BRIEF:
Reprint each record exactly. Pictures are not reprinted.

DATA SUPPLIED:
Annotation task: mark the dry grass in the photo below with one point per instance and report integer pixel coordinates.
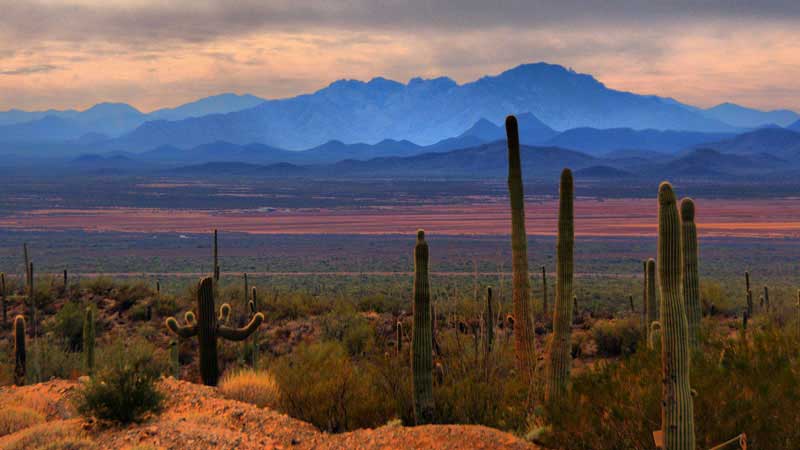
(51, 436)
(15, 418)
(251, 386)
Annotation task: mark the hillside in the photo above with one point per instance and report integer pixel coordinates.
(198, 417)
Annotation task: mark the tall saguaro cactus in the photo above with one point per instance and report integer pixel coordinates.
(677, 413)
(19, 351)
(691, 283)
(88, 340)
(216, 258)
(422, 340)
(545, 306)
(523, 326)
(560, 351)
(254, 307)
(3, 297)
(488, 323)
(208, 330)
(652, 303)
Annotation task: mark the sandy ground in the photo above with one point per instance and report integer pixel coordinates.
(197, 417)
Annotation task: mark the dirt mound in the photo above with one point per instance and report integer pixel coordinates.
(197, 417)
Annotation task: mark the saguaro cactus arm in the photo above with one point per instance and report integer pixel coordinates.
(240, 334)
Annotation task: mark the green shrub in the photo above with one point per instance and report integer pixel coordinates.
(616, 337)
(123, 391)
(740, 388)
(99, 286)
(67, 325)
(320, 384)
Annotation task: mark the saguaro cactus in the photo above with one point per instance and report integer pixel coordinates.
(208, 330)
(488, 323)
(216, 258)
(560, 350)
(523, 335)
(422, 341)
(254, 306)
(545, 307)
(677, 413)
(691, 283)
(174, 356)
(88, 340)
(19, 351)
(3, 296)
(652, 303)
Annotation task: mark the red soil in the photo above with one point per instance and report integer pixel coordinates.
(777, 218)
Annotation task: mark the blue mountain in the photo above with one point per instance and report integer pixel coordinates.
(110, 119)
(425, 111)
(744, 117)
(595, 142)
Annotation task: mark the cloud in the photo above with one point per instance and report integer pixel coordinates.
(147, 22)
(43, 68)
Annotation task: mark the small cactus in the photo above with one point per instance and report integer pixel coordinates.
(422, 351)
(523, 337)
(691, 283)
(88, 340)
(560, 348)
(19, 351)
(208, 330)
(677, 416)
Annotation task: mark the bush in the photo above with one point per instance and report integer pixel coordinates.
(345, 325)
(321, 385)
(15, 418)
(67, 324)
(741, 387)
(250, 386)
(48, 359)
(100, 285)
(617, 337)
(123, 391)
(51, 436)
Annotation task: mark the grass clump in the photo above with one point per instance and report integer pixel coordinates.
(251, 386)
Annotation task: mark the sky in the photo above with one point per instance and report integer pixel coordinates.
(160, 53)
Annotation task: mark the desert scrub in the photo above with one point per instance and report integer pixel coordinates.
(124, 389)
(15, 418)
(51, 436)
(617, 337)
(251, 386)
(320, 384)
(67, 325)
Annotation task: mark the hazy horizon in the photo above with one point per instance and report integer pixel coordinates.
(75, 53)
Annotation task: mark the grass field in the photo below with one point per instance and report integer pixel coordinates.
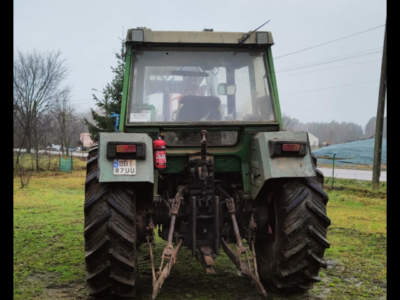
(49, 251)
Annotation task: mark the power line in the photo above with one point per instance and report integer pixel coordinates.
(332, 87)
(330, 58)
(345, 37)
(330, 68)
(328, 62)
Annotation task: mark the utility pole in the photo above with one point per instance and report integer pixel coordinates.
(379, 117)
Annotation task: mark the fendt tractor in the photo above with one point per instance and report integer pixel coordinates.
(201, 158)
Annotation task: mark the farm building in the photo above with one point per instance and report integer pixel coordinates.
(313, 140)
(85, 139)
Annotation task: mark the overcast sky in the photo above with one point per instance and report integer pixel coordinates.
(88, 33)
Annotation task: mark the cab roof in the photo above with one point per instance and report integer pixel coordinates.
(145, 35)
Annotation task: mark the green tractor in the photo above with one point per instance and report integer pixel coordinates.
(201, 155)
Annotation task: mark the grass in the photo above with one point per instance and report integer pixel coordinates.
(49, 251)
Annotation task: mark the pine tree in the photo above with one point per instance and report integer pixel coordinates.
(110, 102)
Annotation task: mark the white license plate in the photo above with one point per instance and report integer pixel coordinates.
(124, 167)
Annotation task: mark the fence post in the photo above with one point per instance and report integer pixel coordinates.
(333, 169)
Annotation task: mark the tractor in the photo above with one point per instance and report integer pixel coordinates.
(201, 158)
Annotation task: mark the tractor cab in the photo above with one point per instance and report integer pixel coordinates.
(198, 79)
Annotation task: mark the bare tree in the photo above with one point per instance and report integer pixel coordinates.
(68, 122)
(36, 83)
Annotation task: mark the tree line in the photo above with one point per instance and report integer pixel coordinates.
(333, 132)
(42, 111)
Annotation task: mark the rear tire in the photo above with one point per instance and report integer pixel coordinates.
(110, 236)
(294, 214)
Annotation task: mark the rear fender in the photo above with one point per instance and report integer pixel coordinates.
(264, 166)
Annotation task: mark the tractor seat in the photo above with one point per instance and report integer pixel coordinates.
(194, 108)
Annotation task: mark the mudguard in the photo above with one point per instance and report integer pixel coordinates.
(264, 165)
(144, 167)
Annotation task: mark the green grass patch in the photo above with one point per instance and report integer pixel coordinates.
(49, 248)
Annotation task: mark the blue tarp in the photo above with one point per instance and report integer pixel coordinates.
(358, 152)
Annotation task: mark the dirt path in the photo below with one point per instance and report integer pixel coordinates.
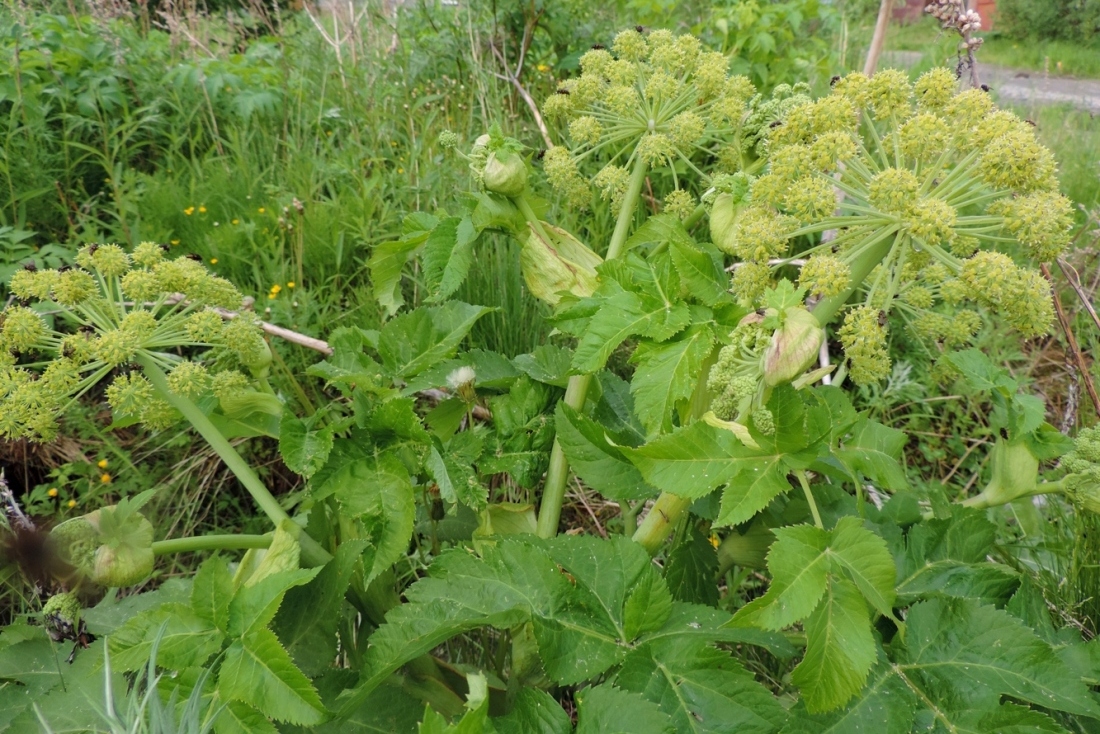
(1021, 87)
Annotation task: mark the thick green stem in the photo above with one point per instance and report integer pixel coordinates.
(660, 521)
(553, 491)
(210, 543)
(311, 552)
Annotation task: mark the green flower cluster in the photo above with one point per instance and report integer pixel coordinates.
(116, 308)
(923, 182)
(659, 98)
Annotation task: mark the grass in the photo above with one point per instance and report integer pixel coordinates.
(1057, 57)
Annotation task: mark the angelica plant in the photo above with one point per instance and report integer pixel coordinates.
(123, 319)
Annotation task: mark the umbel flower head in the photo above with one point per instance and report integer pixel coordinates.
(116, 308)
(926, 183)
(656, 100)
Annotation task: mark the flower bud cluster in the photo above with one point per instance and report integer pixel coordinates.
(116, 308)
(655, 96)
(864, 336)
(930, 182)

TASK ANSWER:
Annotation task: mark the dry grass in the photo below with one point per instance and report integer pixel coordinates.
(51, 436)
(15, 418)
(251, 386)
Annotation task: mark the hillside in the photo above with one point per instance and report integer pixel coordinates.
(198, 417)
Annotation task: mark the tall saguaro cactus in the photo above with one point per instance and report integer pixel coordinates.
(677, 413)
(19, 351)
(691, 283)
(88, 340)
(216, 258)
(422, 340)
(545, 306)
(523, 326)
(560, 351)
(254, 307)
(3, 297)
(488, 323)
(208, 330)
(652, 303)
Annotation task: mark the sandy ground in the photo above with one point per instance and report integer pixel coordinates.
(197, 417)
Annotation task: mark the dirt mound in the photo above with one point per instance and report integer pixel coordinates.
(197, 417)
Annotation task: mark the saguaro cactus arm in the photo above with one point per instance and report integer pixel coordinates.
(240, 334)
Annotation task: mark the green shrub in the photo above with one point per instance and report integer pixel coordinates.
(616, 337)
(123, 391)
(740, 388)
(99, 286)
(67, 325)
(320, 384)
Annotation task: mark the saguaro cactus in the photo above with one point per instance and report integer pixel coordinates.
(208, 330)
(488, 323)
(216, 258)
(560, 350)
(523, 335)
(422, 341)
(254, 306)
(545, 307)
(677, 413)
(691, 283)
(174, 356)
(88, 340)
(19, 351)
(3, 296)
(652, 303)
Annotation task: mark the red soil in the photo above with one point per instance and report integer pixel coordinates.
(777, 218)
Annotation task: mark the blue mountain in the photo above with one point per instance and report integer pixel coordinates.
(110, 119)
(425, 111)
(744, 117)
(595, 142)
Annotation task: mark the cloud in the photo above with one point per instance and report integer pixel coordinates.
(147, 22)
(43, 68)
Annotation task: mark the small cactus in the photo above with one point per instance and report integer pixel coordinates.
(422, 351)
(523, 337)
(691, 283)
(88, 340)
(560, 348)
(19, 351)
(208, 330)
(677, 416)
Annotation task: mark the bush in the photo above with one point per instance and report integer pixel coordinates.
(345, 325)
(321, 385)
(15, 418)
(67, 324)
(741, 387)
(250, 386)
(48, 359)
(100, 285)
(617, 337)
(123, 391)
(51, 436)
Annotation task: mark the grass clump in the photo above with one point per instance and report integer pixel coordinates.
(251, 386)
Annotation task: mark the sky in the photo above with one point per instance and report integer pixel coordinates.
(160, 53)
Annotation task: mark the desert scrub in the photo above with one point per instance and report integer pixel coordinates.
(124, 389)
(15, 418)
(51, 436)
(617, 337)
(251, 386)
(320, 384)
(67, 325)
Annotation task: mark the hazy horizon in the photo above with one point per instance and report integer pixel coordinates.
(75, 53)
Annotation task: mark the grass field in the photo below with one point per instance and report integer pixel coordinates.
(49, 251)
Annotation task: mark the power line in the photo above with one point per instance and report integer pixel coordinates.
(332, 87)
(330, 58)
(345, 37)
(330, 68)
(328, 62)
Annotation task: mark the utility pole in the photo above with one point per instance and report integer pixel coordinates.
(379, 117)
Annotation task: mark the fendt tractor in the photo above with one point per instance and report integer pixel coordinates.
(201, 158)
Annotation task: mark the farm building in the photo above with one point per instance and report integer pixel coordinates.
(313, 140)
(85, 139)
Annotation task: mark the overcast sky in the photo above with one point per instance and report integer pixel coordinates.
(88, 33)
Annotation task: mark the cab roof in the photo above with one point per instance and report integer pixel coordinates.
(145, 35)
Annotation task: mark the green tractor in the photo above with one point per instance and report integer pixel coordinates.
(201, 155)
Annotation task: mark the grass in the photo above with one point per instance and report integer pixel coordinates.
(49, 251)
Annotation task: mark the pine tree in the photo above with one point per instance and report integer pixel coordinates.
(110, 102)
Annotation task: mark the white license plate in the photo above with one point per instance and report integer pixel coordinates.
(124, 167)
Annotation task: mark the fence post in the photo above with one point per instance and report integer pixel coordinates.
(333, 169)
Annotation task: mark the tractor in the photo above with one point per instance and report integer pixel coordinates.
(201, 158)
Annotation task: mark the tractor cab in the photo above with one point per instance and report integer pixel coordinates.
(198, 79)
Annotation task: mark the bare tree in the photo above with one point per instance and report integer pixel coordinates.
(68, 122)
(36, 83)
Annotation task: mark the tree line in the photo above with one point per instance and report integer pixel coordinates.
(333, 132)
(42, 111)
Annotation task: mark the rear tire in the photo above with one point per instance and report integer pixel coordinates.
(110, 236)
(294, 214)
Annotation task: mark the rear fender in the photo above with one point per instance and report integer pixel coordinates.
(264, 166)
Annotation task: mark the tractor seat in the photo above with one point per instance and report integer pixel coordinates.
(194, 108)
Annotation task: mark the mudguard in the photo above with one point per instance and report integer pixel coordinates.
(264, 165)
(144, 167)
Annotation task: mark the green grass patch in the photo above with one point per instance and report integer pixel coordinates.
(49, 248)
Annotation task: mark the blue tarp in the photo above with one point per instance and report integer pixel coordinates.
(358, 152)
Annotation task: mark the dirt path in the photo below with one point per instance and report integer pixel coordinates.
(1021, 87)
Annotation task: mark the thick green stem in the photo above with one point per instance and report integer pixel coordinates.
(660, 521)
(553, 491)
(210, 543)
(311, 552)
Annotation task: mark the green flower cluster in the photo above with one point per instance and report integer pixel coordinates.
(116, 308)
(923, 182)
(659, 98)
Annotation task: mark the grass in the photo above with one point per instance and report integer pixel coordinates.
(1057, 57)
Annotation task: mark the angelica plant in the photo above with one point per instance and report integer pixel coordinates.
(123, 319)
Annotation task: mark the umbel flower head in the photo above with one point per instance and report integer pixel coordinates.
(116, 308)
(926, 183)
(656, 100)
Annotation task: mark the flower bud cluster in the photo above with one point per instance and report integer pixel coordinates.
(116, 308)
(655, 96)
(864, 336)
(930, 182)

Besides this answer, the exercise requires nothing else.